■ Opdracht A:
Vervang in de datasetitems, vanaf het begin tot en met de regel met "box: [0, 276, 393, 1274]", "rough mask" door "approximate mask" en geef alleen die regels terug, verder ongewijzigd.

==*==

« Arkel en Jutphaas | Main | We zitten er warmpjes bij »
De Vecht
By Poll | October 6, 2012
De herfst is nu onmiskenbaar begonnen. We varen Jutphaas uit onder een sombere, grijze, koude en natte hemel, blij dat we een motorboot met stuurhuis hebben. Bruggen en sluis draaien vlot, op de AIS zien we een schip op het Amsterdam-Rijnkanaal aankomen nog voor we het om de hoek kunnen zien. We maken een omtrekkende beweging en zijn dan op die grote klotsbak. Het is niet overdreven druk, maar het water blijft voortdurend in beweging door al die snelvarende binnenvaarders. Net voorbij Utrecht, tussen Oud-Zuilen en Maarssen schieten we de Vecht op, onder een lage brug door en door een smalle keersluis, waar een van de bolfenders een lange scheur oploopt als we tegen de wand van de sluis worden gedrukt door het woelige water van het kanaal.
De Vecht is meteen stil. Er staat een beetje stroming, het water wringt zich tussen de oevers door, die hier erg dicht bij elkaar liggen. We komen een andere, iets kleinere Doggersbank tegen, verder is het rustig op het water. Maarssen met zijn bakstenen huisjes aan het water glijdt voorbij, dan komen de grote buitenplaatsen aan de Vecht. Leeuwenburg, Cromwijck, Slangevecht, Oudaen, Nijenrode. Er is de laatste week veel aandacht voor de buitenplaatsen, en hier zien we ze in al hun glorie staan. Zelfs het druilerige weer kan niets van hun statigheid afdoen.

==*==

■ Opdracht B:
Geef uit het fragment over de Vecht de tekst letterlijk terug, beginnend bij "De Vecht is" en doorlopend tot en met "hun statigheid afdoen.".

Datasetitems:
==*==

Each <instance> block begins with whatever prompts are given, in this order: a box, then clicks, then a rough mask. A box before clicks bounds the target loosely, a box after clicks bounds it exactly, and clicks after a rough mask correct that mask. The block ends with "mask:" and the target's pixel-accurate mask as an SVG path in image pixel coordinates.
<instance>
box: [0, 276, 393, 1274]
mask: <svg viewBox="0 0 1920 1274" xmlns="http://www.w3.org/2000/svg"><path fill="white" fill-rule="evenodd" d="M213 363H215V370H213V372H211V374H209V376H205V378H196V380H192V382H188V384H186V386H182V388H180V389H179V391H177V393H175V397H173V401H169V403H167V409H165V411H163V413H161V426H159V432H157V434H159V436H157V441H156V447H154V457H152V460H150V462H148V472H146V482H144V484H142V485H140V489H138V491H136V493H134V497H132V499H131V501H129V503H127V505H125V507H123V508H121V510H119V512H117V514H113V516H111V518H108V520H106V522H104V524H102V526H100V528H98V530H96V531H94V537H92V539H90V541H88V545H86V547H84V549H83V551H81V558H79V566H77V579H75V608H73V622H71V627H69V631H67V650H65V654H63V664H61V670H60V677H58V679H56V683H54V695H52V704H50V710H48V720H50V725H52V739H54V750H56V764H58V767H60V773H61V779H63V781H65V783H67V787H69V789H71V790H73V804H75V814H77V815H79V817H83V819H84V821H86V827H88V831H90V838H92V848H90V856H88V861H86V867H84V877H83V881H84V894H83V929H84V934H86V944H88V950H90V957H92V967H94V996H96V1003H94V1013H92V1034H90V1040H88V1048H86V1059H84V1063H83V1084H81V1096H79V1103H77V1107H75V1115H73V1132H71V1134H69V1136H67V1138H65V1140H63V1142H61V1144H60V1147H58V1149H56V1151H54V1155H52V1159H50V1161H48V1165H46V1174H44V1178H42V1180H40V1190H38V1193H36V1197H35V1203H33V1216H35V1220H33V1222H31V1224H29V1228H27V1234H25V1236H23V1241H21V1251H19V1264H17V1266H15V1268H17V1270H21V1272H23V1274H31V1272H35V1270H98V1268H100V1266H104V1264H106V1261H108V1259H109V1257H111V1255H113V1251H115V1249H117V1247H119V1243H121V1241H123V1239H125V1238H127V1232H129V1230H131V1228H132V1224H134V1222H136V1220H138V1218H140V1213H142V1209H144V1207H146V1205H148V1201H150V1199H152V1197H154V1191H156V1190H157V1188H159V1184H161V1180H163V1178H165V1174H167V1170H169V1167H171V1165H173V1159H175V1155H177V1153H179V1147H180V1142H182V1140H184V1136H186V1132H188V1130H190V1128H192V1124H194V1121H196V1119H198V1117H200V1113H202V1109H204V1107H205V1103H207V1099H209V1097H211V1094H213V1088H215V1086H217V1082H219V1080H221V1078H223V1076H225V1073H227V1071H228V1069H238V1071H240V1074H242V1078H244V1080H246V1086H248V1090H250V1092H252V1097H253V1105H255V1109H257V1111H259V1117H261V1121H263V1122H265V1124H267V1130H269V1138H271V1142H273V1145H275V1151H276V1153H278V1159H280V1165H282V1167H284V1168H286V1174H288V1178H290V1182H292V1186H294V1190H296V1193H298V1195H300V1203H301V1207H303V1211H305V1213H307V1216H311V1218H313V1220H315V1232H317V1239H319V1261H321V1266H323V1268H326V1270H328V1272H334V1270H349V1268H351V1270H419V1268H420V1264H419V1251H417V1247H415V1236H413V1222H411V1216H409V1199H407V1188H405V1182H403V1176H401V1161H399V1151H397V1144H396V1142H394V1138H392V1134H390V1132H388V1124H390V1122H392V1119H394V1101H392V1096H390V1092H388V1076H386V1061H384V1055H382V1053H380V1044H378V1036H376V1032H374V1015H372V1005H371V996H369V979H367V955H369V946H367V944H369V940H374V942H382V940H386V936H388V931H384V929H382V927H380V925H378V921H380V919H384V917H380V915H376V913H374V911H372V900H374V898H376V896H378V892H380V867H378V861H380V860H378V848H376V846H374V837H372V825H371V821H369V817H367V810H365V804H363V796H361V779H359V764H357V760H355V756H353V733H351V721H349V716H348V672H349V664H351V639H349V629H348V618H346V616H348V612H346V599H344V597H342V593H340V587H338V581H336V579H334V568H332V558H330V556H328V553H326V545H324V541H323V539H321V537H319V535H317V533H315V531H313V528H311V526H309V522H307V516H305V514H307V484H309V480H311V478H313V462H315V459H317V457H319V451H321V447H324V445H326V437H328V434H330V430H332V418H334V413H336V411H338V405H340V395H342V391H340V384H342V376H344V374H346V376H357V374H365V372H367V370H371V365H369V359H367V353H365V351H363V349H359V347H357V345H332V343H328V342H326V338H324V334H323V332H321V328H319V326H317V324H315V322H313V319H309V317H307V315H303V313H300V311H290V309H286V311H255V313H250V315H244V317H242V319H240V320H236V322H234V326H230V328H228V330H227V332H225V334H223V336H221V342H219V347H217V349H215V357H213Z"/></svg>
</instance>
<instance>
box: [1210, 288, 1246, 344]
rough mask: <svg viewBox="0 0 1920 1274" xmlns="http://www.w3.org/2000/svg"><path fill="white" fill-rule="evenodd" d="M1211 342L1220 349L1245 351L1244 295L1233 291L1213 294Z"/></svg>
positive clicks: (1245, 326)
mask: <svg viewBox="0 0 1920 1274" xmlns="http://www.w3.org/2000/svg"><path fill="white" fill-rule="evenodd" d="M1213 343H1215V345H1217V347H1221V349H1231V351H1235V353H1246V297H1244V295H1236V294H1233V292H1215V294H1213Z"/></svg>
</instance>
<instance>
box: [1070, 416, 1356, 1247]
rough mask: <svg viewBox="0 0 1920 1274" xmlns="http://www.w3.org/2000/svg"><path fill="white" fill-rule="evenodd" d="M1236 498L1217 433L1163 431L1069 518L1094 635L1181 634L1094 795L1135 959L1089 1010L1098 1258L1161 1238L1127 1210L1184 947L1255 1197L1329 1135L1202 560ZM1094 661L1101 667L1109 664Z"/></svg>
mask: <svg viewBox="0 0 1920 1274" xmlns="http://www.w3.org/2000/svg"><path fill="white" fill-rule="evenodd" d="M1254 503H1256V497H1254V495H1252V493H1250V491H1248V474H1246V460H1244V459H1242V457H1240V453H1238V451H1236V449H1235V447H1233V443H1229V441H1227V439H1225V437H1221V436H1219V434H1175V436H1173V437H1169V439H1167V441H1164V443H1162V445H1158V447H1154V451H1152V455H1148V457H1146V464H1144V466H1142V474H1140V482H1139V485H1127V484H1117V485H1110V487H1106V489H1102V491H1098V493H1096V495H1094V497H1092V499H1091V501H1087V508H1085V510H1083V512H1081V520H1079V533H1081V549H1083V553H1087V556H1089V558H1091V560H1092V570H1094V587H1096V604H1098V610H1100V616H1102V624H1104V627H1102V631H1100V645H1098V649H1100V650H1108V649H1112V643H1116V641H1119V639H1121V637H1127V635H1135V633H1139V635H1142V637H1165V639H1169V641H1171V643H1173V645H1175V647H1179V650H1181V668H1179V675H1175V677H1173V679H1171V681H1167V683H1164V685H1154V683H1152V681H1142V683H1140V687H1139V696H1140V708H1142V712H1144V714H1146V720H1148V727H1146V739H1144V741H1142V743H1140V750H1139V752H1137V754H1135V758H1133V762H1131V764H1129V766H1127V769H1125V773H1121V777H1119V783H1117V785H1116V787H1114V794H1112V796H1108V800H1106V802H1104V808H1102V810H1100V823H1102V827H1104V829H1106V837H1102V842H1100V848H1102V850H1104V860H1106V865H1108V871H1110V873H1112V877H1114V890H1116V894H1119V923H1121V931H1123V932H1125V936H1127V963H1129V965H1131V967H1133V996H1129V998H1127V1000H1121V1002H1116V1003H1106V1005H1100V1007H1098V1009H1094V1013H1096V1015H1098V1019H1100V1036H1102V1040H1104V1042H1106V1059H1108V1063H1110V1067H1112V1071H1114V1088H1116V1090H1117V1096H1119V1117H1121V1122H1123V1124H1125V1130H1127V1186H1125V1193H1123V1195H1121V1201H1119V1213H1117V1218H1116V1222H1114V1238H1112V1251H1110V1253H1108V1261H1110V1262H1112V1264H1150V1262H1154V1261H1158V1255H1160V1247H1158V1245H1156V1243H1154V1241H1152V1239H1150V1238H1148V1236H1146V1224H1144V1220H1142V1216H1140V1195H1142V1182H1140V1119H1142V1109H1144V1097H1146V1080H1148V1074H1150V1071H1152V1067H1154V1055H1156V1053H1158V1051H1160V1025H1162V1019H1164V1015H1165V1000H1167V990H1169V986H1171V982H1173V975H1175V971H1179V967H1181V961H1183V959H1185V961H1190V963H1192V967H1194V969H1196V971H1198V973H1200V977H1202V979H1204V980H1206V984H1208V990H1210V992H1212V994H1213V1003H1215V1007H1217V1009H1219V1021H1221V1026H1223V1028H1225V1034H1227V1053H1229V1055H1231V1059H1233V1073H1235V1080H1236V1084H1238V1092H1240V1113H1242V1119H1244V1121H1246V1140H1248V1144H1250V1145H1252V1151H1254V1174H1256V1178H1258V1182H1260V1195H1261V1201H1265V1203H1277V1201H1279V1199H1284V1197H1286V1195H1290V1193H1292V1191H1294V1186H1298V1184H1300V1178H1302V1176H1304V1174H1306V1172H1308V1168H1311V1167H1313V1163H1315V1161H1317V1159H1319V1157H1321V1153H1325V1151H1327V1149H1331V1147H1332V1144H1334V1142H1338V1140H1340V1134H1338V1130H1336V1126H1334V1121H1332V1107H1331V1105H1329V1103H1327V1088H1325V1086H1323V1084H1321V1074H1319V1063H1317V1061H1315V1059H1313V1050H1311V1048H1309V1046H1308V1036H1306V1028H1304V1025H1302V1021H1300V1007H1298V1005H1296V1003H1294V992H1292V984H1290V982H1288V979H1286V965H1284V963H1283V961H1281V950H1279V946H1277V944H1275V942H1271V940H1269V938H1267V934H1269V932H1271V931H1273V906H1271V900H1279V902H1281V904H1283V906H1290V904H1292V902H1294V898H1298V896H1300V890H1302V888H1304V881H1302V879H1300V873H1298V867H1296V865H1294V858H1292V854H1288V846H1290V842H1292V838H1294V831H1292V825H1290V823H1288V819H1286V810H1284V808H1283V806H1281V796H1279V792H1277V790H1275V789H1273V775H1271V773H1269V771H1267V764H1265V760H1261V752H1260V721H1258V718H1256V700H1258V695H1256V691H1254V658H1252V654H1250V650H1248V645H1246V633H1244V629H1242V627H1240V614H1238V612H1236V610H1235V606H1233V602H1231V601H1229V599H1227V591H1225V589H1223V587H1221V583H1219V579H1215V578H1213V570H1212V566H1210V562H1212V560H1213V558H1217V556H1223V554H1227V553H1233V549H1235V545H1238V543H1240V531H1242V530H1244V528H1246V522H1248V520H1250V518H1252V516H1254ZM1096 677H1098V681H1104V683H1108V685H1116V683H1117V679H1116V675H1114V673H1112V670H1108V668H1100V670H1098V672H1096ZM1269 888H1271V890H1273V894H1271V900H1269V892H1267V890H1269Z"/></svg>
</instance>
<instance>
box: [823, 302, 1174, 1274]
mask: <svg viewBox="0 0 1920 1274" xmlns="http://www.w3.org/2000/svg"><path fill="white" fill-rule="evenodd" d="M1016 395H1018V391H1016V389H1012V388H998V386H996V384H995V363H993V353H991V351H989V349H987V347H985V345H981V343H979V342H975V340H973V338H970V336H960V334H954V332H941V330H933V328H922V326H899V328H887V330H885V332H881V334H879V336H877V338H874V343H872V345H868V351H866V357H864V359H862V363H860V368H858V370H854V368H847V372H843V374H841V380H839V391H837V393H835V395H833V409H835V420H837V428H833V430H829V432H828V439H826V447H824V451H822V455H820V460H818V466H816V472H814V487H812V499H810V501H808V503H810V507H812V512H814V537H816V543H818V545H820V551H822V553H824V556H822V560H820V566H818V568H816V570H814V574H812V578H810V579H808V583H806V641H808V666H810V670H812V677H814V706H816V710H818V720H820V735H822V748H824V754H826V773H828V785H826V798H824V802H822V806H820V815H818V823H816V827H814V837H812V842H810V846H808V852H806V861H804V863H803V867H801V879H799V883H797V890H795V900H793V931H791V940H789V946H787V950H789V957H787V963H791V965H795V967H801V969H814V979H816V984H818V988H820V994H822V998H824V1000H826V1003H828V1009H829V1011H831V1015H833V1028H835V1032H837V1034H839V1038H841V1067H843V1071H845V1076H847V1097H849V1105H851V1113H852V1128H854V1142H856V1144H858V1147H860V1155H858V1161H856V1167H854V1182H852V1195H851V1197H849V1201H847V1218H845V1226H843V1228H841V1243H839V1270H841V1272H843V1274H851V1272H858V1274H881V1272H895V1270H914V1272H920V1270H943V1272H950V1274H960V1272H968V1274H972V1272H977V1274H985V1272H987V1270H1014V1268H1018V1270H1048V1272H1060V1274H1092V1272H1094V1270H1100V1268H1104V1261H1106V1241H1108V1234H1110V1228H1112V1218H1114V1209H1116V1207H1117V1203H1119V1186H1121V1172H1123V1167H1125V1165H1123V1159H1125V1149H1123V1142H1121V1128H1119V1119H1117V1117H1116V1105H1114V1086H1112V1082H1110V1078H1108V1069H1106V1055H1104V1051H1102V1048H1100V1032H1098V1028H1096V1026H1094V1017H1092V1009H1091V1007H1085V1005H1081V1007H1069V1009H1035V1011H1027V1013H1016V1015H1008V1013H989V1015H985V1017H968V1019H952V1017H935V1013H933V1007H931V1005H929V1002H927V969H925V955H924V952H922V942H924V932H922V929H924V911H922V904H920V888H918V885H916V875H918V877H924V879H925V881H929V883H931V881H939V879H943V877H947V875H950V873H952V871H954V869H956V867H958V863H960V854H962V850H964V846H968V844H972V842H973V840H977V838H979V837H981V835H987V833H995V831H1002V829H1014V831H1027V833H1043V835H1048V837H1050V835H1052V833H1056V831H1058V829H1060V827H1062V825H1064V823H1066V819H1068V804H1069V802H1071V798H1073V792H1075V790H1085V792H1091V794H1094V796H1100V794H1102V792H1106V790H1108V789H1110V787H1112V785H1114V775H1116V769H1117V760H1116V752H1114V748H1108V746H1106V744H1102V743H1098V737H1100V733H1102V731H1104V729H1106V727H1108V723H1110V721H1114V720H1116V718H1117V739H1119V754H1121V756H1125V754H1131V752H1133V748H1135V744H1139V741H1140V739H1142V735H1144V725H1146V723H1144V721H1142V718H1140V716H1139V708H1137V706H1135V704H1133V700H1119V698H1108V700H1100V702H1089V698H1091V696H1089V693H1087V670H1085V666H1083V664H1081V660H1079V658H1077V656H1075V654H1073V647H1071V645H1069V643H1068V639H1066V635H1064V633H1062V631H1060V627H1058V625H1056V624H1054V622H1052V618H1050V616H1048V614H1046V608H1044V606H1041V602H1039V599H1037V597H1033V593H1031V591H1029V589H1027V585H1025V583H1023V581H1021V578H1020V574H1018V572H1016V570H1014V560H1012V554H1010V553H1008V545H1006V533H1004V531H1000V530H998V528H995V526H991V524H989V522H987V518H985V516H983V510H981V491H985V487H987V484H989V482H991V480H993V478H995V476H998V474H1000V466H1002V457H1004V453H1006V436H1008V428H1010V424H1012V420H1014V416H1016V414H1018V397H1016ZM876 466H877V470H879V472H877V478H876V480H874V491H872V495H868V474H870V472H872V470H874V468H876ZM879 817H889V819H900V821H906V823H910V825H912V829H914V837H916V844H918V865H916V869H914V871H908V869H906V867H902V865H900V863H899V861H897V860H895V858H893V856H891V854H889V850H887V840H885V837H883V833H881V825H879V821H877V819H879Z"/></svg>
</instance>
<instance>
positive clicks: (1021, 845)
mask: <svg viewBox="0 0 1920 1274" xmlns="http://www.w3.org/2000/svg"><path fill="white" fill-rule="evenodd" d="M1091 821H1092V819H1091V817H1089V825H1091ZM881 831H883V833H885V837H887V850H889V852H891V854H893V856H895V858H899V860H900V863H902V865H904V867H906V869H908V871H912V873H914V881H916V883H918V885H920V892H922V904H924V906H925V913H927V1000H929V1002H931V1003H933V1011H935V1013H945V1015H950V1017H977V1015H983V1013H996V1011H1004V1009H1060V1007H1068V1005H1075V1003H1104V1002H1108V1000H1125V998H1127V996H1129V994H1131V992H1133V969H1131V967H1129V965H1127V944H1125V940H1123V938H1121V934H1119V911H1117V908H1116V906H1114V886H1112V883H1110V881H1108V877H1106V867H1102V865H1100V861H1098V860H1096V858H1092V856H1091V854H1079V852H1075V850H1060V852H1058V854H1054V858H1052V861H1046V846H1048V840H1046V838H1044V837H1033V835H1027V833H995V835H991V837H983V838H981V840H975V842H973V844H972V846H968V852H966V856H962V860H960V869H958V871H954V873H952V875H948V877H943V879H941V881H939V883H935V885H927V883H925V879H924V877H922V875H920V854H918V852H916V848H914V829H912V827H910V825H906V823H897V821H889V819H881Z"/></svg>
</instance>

==*==

■ Antwoord A:
Each <instance> block begins with whatever prompts are given, in this order: a box, then clicks, then a approximate mask. A box before clicks bounds the target loosely, a box after clicks bounds it exactly, and clicks after a approximate mask correct that mask. The block ends with "mask:" and the target's pixel-accurate mask as an SVG path in image pixel coordinates.
<instance>
box: [0, 276, 393, 1274]

■ Antwoord B:
De Vecht is meteen stil. Er staat een beetje stroming, het water wringt zich tussen de oevers door, die hier erg dicht bij elkaar liggen. We komen een andere, iets kleinere Doggersbank tegen, verder is het rustig op het water. Maarssen met zijn bakstenen huisjes aan het water glijdt voorbij, dan komen de grote buitenplaatsen aan de Vecht. Leeuwenburg, Cromwijck, Slangevecht, Oudaen, Nijenrode. Er is de laatste week veel aandacht voor de buitenplaatsen, en hier zien we ze in al hun glorie staan. Zelfs het druilerige weer kan niets van hun statigheid afdoen.